Directive = Please copy each of the following entries word for word.
▽
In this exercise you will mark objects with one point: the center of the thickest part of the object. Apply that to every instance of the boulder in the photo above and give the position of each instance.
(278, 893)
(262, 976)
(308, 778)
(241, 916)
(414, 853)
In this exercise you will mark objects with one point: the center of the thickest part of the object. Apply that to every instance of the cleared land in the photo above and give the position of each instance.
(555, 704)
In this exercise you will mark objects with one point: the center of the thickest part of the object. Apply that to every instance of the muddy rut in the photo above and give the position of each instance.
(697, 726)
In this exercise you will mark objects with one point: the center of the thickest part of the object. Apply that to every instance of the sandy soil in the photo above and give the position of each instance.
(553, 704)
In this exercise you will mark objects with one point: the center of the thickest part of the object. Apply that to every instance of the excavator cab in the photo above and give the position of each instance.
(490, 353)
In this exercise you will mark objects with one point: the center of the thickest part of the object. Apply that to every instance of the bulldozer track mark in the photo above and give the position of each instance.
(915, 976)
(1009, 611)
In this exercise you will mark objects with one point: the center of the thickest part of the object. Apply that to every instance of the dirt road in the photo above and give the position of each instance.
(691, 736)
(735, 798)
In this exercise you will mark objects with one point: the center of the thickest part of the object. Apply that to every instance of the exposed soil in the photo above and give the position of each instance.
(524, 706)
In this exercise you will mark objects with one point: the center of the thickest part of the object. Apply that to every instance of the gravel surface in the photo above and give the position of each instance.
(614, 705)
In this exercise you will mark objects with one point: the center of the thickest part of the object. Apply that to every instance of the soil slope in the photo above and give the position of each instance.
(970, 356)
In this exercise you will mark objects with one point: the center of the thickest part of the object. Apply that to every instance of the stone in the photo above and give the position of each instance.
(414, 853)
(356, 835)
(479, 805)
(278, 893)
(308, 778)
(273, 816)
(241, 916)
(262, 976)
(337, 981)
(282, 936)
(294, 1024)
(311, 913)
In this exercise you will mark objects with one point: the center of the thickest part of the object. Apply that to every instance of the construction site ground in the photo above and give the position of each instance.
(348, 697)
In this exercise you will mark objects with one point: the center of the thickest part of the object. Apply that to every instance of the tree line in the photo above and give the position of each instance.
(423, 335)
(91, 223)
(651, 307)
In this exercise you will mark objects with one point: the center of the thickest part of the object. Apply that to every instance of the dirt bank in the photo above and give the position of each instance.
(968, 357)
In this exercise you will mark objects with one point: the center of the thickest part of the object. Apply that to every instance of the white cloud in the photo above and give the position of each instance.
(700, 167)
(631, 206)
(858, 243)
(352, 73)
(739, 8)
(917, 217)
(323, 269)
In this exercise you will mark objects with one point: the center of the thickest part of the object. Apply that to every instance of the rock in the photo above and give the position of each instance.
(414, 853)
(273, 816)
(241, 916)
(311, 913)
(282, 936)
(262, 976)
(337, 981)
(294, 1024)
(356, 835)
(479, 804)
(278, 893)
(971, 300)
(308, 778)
△
Response to the task =
In this exercise you will mark objects with one point: the center of the thickest part of the object. Apply that to every instance of the boulder in the photo above and give the position of each instance.
(278, 893)
(262, 976)
(308, 778)
(241, 916)
(414, 853)
In this exercise you will mark objects with one point: the center of the thickest part of the object. Apply that to every instance of the cleared land in the photo above and give the position of each instance.
(555, 704)
In this exercise you will mark objects with one point: the center of the thickest part of the object. Apply that to every instance of the muddy rut in the photo above and give the position of each instance.
(697, 726)
In this exercise you will mark objects with one point: the center of the thickest part of the object. Apply that to every instance of the sandy soil in the photo above and give the position of each instance.
(553, 704)
In this exercise you will mark objects with one point: the center of the thickest part of the object. Apply that to every instance of the excavator cab in the photo above and give the position of each instance.
(490, 353)
In this exercise you will mark objects with one point: the center of the thickest part of the object. Apply that to every instance of the bulldozer track mark in the photo above and give the position of each instance.
(915, 976)
(1009, 611)
In this exercise you will mark objects with one point: the center of the thickest part of the object. Apply that to every instance of the dirt road in the photo above and give the position of each instance.
(691, 736)
(735, 798)
In this exercise you will mark objects with one point: the center of the thickest part of the object. Apply that to every instance of the exposed soil in the photo above and give the position of each instance.
(524, 706)
In this exercise you will mark objects with one point: the center of the thickest part of the object. Apply that to every instance of the gravel surface in the photo above and give the position of each instance.
(614, 705)
In this exercise you will mark objects with one point: the center of the thickest part of the object. Apply that to every instance of the soil slope in the photo above and give the position of each instance.
(970, 356)
In this exercise you will mark objects with one point: the center of the thickest part of the object. Apply that to every instance of the stone in the photo above and give the position of each instance.
(414, 853)
(356, 835)
(479, 805)
(278, 893)
(308, 778)
(273, 816)
(241, 916)
(262, 976)
(337, 981)
(282, 936)
(294, 1024)
(311, 913)
In this exercise you will mark objects with one point: the center of the thickest part of the object. Apply that to every instance of the construction site ground in the photo above and give the position of each instance.
(348, 697)
In this exercise you will mark objects with one point: the center of the thickest part of the object. Apply that to every instance of the tree line in the photo above and give the position of each instance.
(423, 335)
(91, 223)
(651, 307)
In this exercise you will mark objects with one point: the center of the thickest part of the object. Apply that to every instance of the dirt bank in the photo above and give the position of each instance.
(968, 357)
In this exercise you will mark objects with one point: the center of the thickest part of the object. Apply that to every instance of the white cloud in the photo above and give the position of each instance.
(700, 167)
(631, 206)
(858, 243)
(352, 73)
(739, 8)
(917, 217)
(323, 269)
In this exercise you will mark objects with one point: the center of the thickest part of the object. Apply that to every instance of the rock in the photo above and give the position of each instance.
(414, 853)
(273, 816)
(241, 916)
(311, 913)
(282, 936)
(262, 976)
(337, 981)
(294, 1024)
(356, 835)
(479, 804)
(278, 893)
(971, 300)
(308, 778)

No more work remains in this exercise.